▶ **What is required**
Where does the word "clicks" occur in the entries below? Copy every line that has it.

(Excerpts from a dataset)

*** Begin section ***

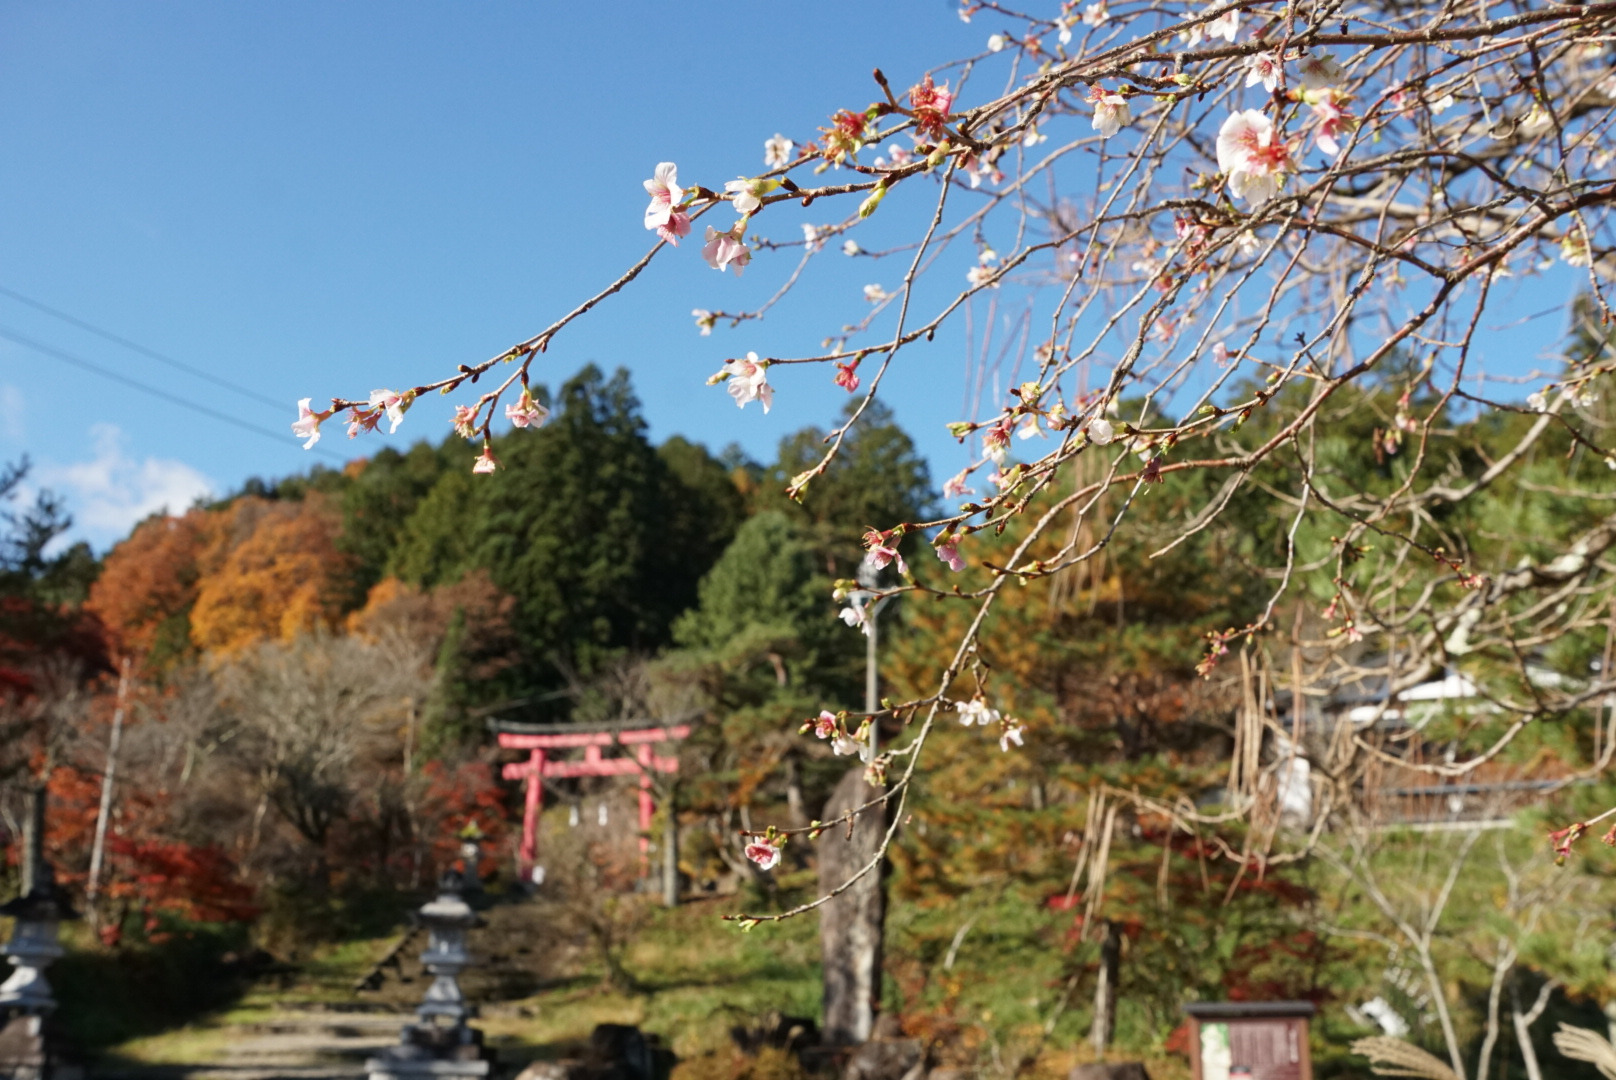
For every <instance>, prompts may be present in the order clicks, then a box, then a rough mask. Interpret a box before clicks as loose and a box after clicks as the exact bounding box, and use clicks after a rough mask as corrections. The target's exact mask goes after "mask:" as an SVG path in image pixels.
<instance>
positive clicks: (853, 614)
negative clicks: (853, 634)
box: [837, 600, 874, 637]
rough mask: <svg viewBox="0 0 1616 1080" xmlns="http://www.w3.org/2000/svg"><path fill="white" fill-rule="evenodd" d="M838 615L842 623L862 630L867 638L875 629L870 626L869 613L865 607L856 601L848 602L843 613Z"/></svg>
mask: <svg viewBox="0 0 1616 1080" xmlns="http://www.w3.org/2000/svg"><path fill="white" fill-rule="evenodd" d="M837 614H839V618H840V619H842V622H847V624H848V626H856V627H858V629H861V631H863V632H865V637H869V634H871V631H873V629H874V627H871V626H869V613H868V611H865V606H863V605H861V603H858V601H856V600H848V603H847V606H845V608H842V611H840V613H837Z"/></svg>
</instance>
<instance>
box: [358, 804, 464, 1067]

*** End section ***

▶ **Problem solution**
For every <instance>, prompts may be present in the order clicks, then a box, then a rough mask. Interpret a box before clicks as loose and a box after clicks as the exact bounding box, and use clicks after a rough mask as corrections. The target's exact mask goes after "mask:" as an SVG path in image pixels.
positive clicks: (853, 614)
negative clicks: (853, 634)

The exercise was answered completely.